* [Collected data entries]
= = = = =

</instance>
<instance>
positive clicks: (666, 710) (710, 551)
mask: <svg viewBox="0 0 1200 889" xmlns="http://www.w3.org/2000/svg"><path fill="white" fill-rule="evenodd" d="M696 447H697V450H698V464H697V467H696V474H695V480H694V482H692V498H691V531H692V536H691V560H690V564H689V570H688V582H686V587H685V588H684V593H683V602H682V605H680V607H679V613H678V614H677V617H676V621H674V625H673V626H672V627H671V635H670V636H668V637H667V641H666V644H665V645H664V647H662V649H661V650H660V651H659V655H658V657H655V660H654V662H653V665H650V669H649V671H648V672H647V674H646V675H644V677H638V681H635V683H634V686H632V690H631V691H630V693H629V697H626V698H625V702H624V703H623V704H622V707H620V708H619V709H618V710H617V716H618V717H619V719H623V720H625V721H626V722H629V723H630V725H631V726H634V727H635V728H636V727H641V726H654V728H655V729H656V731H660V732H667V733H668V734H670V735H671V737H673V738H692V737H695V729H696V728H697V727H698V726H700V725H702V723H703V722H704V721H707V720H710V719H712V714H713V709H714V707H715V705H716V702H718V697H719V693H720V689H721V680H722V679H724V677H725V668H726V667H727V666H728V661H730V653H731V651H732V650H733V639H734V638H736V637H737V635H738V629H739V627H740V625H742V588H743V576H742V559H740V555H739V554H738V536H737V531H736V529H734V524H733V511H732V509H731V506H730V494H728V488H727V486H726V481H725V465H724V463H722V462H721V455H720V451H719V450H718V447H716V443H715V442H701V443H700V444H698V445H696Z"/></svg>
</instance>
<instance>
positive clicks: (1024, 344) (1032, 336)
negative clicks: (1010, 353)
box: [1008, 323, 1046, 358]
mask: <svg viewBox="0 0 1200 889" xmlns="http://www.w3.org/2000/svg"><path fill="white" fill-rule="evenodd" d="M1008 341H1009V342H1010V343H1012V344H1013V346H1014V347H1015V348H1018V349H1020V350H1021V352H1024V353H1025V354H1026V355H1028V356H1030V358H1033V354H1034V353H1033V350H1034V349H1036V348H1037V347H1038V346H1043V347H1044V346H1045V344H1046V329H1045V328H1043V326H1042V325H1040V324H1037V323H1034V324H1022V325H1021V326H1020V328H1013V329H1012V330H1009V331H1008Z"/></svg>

= = = = =

* [Assignment] Reproduce the lines from the start of the records through the line holding "positive clicks: (666, 710) (710, 551)", inclusive, substituting "foreground clicks" for "positive clicks" and changing nothing else.

* [Written response]
</instance>
<instance>
foreground clicks: (666, 710) (710, 551)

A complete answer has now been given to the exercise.